Recopiez les entrées, consignes comprises et sans les images, en commençant à leur début et en vous arrêtant après la ligne qui contient « [[151, 115, 243, 131]] ». Décalez de 72 chaque coordonnée des boîtes données en réponse, sans toucher aux consignes ni à leurs exemples de format.
::: Données fournies
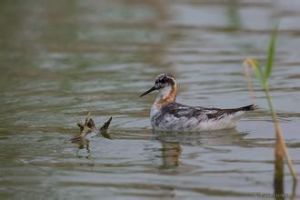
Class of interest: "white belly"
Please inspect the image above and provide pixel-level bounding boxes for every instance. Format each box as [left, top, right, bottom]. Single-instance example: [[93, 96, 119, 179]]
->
[[151, 115, 243, 131]]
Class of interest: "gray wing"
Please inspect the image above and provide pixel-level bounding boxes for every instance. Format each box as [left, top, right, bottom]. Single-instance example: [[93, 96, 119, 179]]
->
[[162, 103, 225, 120], [162, 102, 255, 120]]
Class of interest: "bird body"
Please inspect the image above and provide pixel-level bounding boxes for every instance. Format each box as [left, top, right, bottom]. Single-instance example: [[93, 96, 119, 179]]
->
[[141, 74, 255, 131]]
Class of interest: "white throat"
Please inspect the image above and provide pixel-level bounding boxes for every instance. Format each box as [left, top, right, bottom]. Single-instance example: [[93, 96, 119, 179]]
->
[[154, 85, 172, 104]]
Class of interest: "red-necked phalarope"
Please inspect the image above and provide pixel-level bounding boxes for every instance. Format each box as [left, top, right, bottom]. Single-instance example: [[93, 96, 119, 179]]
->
[[141, 74, 255, 131]]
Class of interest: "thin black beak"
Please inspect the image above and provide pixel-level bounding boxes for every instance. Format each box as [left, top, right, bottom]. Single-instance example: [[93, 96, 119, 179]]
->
[[140, 86, 156, 97]]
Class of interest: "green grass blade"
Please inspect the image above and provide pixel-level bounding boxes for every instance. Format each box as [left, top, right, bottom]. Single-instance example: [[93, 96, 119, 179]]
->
[[264, 25, 278, 81]]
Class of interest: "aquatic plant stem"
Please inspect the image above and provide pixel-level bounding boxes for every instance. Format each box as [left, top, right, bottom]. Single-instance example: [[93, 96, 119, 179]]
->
[[264, 86, 297, 181]]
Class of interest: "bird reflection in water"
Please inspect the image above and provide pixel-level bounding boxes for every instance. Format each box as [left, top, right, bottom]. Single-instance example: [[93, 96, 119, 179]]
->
[[153, 129, 251, 169]]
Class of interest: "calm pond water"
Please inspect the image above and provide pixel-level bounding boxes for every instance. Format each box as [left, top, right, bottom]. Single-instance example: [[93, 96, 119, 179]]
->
[[0, 0, 300, 200]]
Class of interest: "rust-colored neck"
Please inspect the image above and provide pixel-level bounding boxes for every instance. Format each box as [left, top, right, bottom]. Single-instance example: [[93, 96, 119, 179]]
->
[[154, 83, 178, 108]]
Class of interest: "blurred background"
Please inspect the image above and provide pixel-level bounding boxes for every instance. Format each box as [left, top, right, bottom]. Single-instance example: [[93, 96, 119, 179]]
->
[[0, 0, 300, 199]]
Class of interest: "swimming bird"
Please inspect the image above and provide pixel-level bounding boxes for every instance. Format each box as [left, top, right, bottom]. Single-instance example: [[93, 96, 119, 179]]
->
[[140, 74, 255, 131]]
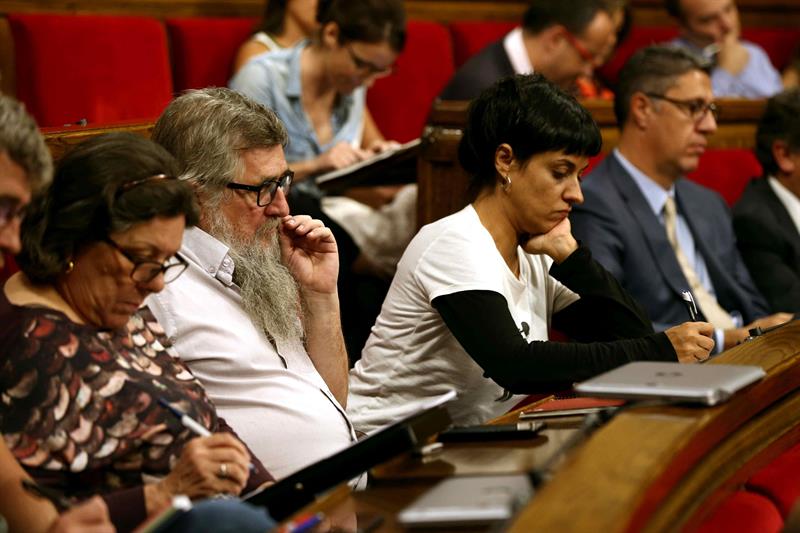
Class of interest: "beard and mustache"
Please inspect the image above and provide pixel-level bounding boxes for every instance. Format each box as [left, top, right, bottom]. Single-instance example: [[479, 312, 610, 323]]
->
[[208, 210, 304, 341]]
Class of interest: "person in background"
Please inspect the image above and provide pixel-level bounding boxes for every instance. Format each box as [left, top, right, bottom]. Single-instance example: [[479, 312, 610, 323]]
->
[[439, 0, 616, 100], [572, 46, 791, 353], [0, 133, 272, 531], [0, 95, 114, 533], [665, 0, 783, 98], [233, 0, 317, 74], [148, 88, 355, 478], [348, 74, 713, 432], [733, 88, 800, 313]]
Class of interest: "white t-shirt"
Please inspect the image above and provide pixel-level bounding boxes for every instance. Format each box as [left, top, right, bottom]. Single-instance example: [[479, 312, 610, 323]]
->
[[347, 206, 579, 432], [147, 228, 355, 479]]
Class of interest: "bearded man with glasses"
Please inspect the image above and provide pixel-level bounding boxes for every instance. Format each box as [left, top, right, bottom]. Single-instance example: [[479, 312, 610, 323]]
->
[[148, 88, 355, 478], [570, 46, 791, 353]]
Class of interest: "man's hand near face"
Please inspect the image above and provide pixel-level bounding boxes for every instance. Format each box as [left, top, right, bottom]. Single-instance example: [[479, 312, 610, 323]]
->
[[280, 215, 348, 407]]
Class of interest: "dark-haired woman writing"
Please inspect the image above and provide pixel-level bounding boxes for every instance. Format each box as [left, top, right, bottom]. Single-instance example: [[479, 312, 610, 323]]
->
[[347, 74, 713, 432]]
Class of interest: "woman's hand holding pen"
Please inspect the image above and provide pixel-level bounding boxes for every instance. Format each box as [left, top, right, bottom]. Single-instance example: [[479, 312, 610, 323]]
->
[[145, 433, 250, 514], [665, 322, 714, 363]]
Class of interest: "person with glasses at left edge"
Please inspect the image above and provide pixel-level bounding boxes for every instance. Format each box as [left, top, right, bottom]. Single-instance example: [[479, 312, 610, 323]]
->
[[570, 46, 791, 353], [0, 133, 274, 531]]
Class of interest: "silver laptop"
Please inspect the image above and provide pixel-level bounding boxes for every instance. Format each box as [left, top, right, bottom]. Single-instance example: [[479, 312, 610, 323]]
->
[[397, 474, 533, 528], [575, 361, 766, 405]]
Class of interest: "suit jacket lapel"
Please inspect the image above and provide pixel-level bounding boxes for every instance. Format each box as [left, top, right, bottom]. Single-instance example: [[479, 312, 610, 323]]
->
[[606, 155, 689, 294]]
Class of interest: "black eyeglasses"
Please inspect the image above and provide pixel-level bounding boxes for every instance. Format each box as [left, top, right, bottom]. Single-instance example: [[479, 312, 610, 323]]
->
[[345, 45, 394, 75], [103, 237, 189, 283], [226, 170, 294, 207], [644, 93, 719, 122], [0, 196, 26, 227]]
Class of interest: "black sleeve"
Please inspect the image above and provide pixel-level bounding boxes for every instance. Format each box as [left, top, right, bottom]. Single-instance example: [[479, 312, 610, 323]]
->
[[550, 246, 653, 342], [433, 291, 677, 394]]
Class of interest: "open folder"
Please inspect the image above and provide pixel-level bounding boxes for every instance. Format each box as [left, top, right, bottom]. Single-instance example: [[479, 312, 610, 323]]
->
[[314, 139, 421, 194], [245, 391, 456, 521]]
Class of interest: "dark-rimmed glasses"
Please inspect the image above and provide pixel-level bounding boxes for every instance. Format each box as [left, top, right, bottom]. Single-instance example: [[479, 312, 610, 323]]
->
[[0, 196, 26, 227], [103, 237, 189, 283], [344, 45, 394, 75], [644, 93, 719, 123], [226, 170, 294, 207]]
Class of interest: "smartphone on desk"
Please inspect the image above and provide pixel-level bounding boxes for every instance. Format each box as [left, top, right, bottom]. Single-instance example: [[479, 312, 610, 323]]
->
[[438, 421, 545, 442]]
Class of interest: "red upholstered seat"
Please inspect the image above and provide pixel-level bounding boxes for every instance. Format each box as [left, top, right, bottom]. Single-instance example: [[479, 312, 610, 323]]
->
[[8, 14, 172, 126], [747, 444, 800, 518], [367, 20, 453, 142], [696, 490, 783, 533], [689, 148, 761, 205], [166, 17, 258, 92], [450, 20, 517, 68]]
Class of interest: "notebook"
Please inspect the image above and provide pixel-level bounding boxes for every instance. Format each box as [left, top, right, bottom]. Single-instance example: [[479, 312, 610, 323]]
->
[[575, 361, 766, 405], [243, 391, 456, 521]]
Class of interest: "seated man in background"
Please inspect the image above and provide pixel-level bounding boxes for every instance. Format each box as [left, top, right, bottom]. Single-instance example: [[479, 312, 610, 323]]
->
[[440, 0, 617, 100], [665, 0, 783, 98], [0, 95, 114, 533], [570, 46, 791, 352], [733, 89, 800, 313], [148, 88, 355, 478]]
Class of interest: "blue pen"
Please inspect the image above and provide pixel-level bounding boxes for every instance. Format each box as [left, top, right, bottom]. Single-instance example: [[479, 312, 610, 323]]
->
[[158, 398, 256, 472], [289, 513, 325, 533]]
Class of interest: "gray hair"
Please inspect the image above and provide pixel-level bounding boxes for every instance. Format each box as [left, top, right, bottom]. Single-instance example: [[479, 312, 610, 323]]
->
[[0, 95, 53, 192], [614, 45, 711, 125], [152, 87, 288, 205]]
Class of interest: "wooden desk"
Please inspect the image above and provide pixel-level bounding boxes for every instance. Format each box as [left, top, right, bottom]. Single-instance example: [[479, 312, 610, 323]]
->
[[417, 99, 764, 226], [290, 322, 800, 533]]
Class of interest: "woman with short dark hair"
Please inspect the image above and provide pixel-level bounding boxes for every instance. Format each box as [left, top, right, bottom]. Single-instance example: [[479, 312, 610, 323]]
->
[[0, 133, 271, 531], [347, 74, 713, 432]]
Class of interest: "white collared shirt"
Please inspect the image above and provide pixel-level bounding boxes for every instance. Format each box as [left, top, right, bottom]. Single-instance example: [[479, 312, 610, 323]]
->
[[147, 228, 355, 479], [503, 28, 533, 74], [767, 176, 800, 233]]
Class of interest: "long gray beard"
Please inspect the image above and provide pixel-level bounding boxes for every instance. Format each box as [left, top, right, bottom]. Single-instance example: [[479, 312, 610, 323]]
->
[[208, 213, 304, 341]]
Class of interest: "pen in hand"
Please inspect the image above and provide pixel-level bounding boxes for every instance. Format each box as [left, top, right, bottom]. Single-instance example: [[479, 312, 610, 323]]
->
[[158, 398, 256, 472], [681, 291, 697, 322]]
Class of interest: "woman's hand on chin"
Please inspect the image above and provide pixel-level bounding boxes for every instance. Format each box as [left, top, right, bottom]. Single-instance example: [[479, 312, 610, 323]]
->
[[520, 217, 578, 263]]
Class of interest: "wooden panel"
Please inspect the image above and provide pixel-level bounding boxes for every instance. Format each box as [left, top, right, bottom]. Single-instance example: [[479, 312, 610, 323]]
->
[[417, 100, 764, 226]]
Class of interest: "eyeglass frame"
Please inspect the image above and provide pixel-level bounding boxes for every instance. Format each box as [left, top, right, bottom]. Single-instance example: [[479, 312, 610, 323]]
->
[[103, 236, 189, 284], [0, 196, 28, 228], [344, 43, 394, 76], [225, 169, 294, 207], [643, 92, 719, 124]]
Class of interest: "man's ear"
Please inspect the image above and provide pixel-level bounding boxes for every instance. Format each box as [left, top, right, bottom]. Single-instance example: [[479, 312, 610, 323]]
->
[[772, 139, 797, 175], [628, 91, 653, 130], [494, 143, 515, 176]]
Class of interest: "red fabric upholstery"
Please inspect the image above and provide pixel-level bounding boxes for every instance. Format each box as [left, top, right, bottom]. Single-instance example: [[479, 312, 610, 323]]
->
[[8, 14, 172, 126], [697, 490, 783, 533], [450, 20, 517, 68], [166, 17, 258, 91], [742, 28, 800, 71], [688, 148, 761, 205], [599, 26, 678, 87], [367, 20, 453, 142], [747, 444, 800, 518]]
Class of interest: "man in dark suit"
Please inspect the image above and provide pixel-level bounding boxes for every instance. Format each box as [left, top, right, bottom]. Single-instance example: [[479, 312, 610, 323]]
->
[[440, 0, 616, 100], [733, 89, 800, 313], [570, 46, 791, 351]]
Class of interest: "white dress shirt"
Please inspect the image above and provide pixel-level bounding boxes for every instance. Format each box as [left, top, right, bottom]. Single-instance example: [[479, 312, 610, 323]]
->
[[147, 228, 355, 479]]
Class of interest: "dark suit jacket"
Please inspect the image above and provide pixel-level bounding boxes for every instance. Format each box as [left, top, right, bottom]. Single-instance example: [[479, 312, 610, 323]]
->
[[439, 39, 514, 100], [733, 179, 800, 313], [570, 155, 768, 331]]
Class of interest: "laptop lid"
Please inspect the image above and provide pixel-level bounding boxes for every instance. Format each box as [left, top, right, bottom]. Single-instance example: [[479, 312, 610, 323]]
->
[[575, 361, 766, 405], [243, 391, 456, 521]]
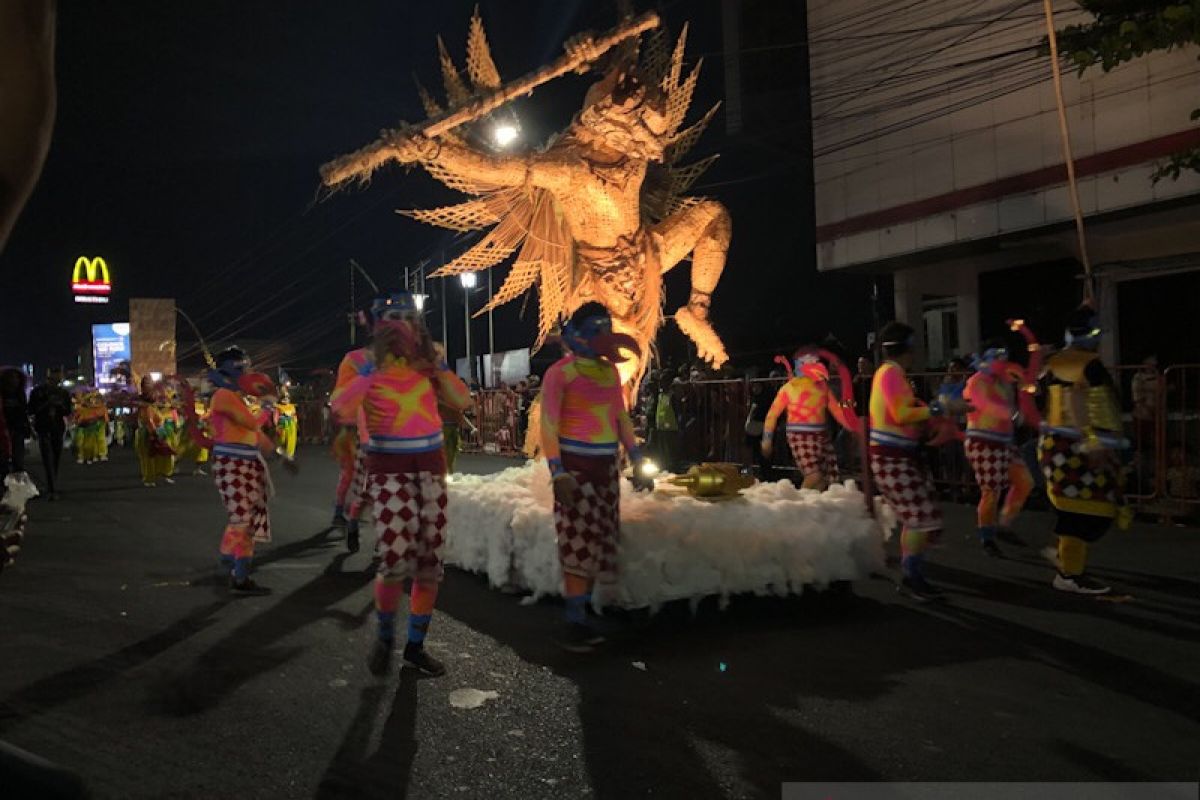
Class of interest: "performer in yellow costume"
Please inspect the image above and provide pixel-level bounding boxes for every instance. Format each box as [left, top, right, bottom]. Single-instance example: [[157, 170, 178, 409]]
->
[[275, 386, 298, 458], [178, 397, 212, 475], [72, 389, 108, 464], [1039, 303, 1132, 595]]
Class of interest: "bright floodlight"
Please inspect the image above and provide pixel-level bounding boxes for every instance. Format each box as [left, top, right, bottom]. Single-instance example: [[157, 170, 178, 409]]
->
[[492, 122, 517, 148]]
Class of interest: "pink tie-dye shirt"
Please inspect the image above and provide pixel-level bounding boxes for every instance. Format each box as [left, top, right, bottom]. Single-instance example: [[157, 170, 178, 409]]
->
[[541, 355, 637, 458]]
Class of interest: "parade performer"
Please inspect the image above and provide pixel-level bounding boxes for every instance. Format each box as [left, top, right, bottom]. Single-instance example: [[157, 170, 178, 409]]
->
[[179, 393, 212, 475], [962, 326, 1040, 558], [330, 290, 470, 675], [433, 342, 467, 475], [760, 348, 863, 492], [199, 347, 292, 595], [134, 375, 175, 487], [1038, 303, 1132, 595], [540, 302, 654, 652], [870, 321, 970, 600], [72, 387, 108, 464], [331, 425, 359, 532], [330, 335, 372, 553], [275, 384, 299, 458]]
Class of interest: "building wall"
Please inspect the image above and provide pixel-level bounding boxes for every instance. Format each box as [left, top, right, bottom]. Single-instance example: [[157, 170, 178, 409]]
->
[[809, 0, 1200, 270], [130, 297, 175, 379]]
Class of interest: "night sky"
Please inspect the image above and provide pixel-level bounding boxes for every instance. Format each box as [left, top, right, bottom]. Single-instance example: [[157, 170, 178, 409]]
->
[[0, 0, 883, 369]]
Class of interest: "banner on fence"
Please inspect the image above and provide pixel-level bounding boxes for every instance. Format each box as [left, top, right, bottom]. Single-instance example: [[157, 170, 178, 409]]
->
[[484, 348, 529, 389]]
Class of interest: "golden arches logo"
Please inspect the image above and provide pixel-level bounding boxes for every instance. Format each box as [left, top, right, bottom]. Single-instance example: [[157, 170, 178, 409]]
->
[[71, 255, 113, 295]]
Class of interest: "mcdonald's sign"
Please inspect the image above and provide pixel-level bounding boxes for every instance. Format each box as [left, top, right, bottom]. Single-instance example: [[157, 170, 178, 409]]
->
[[71, 255, 113, 302]]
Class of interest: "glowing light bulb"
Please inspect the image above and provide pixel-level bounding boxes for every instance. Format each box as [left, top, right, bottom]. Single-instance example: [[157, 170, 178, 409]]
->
[[492, 122, 518, 148]]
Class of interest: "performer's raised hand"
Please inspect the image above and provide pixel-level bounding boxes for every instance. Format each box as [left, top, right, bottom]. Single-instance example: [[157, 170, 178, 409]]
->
[[386, 131, 439, 164], [371, 325, 400, 367]]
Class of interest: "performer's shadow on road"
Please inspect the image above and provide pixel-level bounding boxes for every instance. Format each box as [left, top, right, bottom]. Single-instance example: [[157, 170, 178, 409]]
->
[[438, 571, 1006, 798], [150, 554, 373, 716], [316, 669, 422, 800]]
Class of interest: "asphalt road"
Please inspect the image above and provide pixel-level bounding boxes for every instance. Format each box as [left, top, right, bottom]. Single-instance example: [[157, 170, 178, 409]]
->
[[0, 447, 1200, 800]]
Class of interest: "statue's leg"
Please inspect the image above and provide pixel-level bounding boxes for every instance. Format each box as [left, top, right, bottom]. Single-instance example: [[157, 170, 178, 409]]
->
[[653, 200, 733, 367]]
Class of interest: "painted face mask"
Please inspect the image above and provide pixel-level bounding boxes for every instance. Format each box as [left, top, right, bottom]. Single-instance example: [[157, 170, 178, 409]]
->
[[563, 314, 641, 363], [972, 348, 1012, 378], [794, 353, 829, 383], [209, 348, 250, 391]]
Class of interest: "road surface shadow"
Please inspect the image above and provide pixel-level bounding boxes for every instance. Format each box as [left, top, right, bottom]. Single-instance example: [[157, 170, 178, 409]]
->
[[150, 554, 373, 716], [438, 571, 1036, 798], [0, 601, 228, 730], [316, 669, 421, 800]]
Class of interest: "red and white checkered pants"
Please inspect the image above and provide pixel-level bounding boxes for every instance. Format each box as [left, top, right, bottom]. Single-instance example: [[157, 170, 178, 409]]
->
[[787, 431, 838, 482], [212, 456, 271, 542], [962, 437, 1022, 492], [554, 453, 620, 582], [871, 450, 942, 531], [367, 471, 446, 582]]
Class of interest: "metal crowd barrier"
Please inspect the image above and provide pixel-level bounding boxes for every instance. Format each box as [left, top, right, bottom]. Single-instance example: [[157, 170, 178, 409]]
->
::::::
* Solution complète *
Class of interest: "white belly"
Please inspect the image above and provide pixel-level bounding boxes for every instance. Format each box as [left, top, right, bottom]. Single-instance example: [[93, 96, 119, 179]]
->
[[223, 187, 315, 203]]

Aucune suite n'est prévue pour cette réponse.